= SOURCE DOCUMENT =
++++++

Representation of integers

Discussion in 'C Programming' started by Mantorok Redgormor, Sep 13, 2003.

  1. I always see posts that involve the representation of integers, where
    some poster claims that the unerlyding representation of an integer
    doesn't have to reflect on the actual integer, for example:

    int foo = 0;

    0 can be all zeros 0x00000000 or 00000000 00000000 00000000 00000000

    Then someone chimes in and says 0 doesn't have to contain all zeros..

    So what is that about?

    Also I have heard the same for (void *)0 or NULL, repreatedly..

    How can an integer have a different underlying representation but
    refer to that integer that it does not reflect?

    That is, is it possible to have something like:

    int foo = 0;

    And the underlying representation of that zero is actually:

    0x10000010 ? or some crazy nonsense like that.

++++++

= GOAL A =
In the forum thread, what hexadecimal value does the poster offer as a possible underlying representation of zero?
= GOAL B =
Using the forum thread, please explain what prompts the poster to ask "So what is that about?"
= GOAL C =
Rename "underlying representation" to "internal representation" in the forum thread, starting at "Also I have" and ending at "nonsense like that.", and give that part again.

++++++

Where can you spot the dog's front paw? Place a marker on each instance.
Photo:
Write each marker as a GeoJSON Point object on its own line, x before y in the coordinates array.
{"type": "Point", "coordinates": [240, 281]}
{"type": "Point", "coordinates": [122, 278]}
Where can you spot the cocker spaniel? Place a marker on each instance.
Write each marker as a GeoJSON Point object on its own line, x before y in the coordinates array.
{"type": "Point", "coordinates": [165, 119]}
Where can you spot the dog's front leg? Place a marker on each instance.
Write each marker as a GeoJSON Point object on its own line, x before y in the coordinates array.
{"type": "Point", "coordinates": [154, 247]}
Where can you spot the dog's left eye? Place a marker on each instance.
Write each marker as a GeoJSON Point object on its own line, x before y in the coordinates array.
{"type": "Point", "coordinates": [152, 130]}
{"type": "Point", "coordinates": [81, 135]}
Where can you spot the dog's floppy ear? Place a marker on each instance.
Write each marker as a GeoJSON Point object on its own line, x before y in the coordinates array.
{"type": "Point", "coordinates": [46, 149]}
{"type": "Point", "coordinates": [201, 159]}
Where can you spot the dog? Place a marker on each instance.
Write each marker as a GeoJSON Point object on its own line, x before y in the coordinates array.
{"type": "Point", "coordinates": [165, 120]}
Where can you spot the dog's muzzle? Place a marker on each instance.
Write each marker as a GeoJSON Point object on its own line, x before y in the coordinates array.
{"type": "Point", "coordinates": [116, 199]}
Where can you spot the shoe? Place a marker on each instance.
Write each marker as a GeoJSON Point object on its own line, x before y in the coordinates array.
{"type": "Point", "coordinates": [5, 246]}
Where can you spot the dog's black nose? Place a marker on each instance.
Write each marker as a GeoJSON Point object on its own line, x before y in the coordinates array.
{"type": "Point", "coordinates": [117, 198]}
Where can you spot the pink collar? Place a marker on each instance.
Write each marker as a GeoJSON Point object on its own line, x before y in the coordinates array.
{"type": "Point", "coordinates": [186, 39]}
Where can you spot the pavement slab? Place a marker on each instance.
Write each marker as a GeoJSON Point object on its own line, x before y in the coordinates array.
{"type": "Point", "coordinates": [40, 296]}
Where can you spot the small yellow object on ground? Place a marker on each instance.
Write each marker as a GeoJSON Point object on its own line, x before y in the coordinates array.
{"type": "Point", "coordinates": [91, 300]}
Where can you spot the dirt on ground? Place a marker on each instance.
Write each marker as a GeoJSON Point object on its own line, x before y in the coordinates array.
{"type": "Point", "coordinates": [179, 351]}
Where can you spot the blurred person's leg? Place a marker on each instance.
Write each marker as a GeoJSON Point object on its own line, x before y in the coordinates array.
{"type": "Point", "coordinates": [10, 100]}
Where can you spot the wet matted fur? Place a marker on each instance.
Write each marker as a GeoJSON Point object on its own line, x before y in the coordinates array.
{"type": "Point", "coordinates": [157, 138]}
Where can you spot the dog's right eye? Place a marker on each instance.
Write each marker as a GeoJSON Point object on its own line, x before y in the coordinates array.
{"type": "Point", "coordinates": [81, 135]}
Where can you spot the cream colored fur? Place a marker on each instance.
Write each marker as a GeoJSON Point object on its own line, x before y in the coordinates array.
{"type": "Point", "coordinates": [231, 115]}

++++++

= EXERCISE RESULT A =
0x10000010

= EXERCISE RESULT B =
The poster keeps seeing posts claiming that an integer's underlying representation doesn't have to reflect the integer itself. Then someone adds that 0 doesn't have to contain all zeros, and that claim leads to the question.

= EXERCISE RESULT C =
Also I have heard the same for (void *)0 or NULL, repreatedly..

    How can an integer have a different internal representation but
    refer to that integer that it does not reflect?

    That is, is it possible to have something like:

    int foo = 0;

    And the internal representation of that zero is actually:

    0x10000010 ? or some crazy nonsense like that.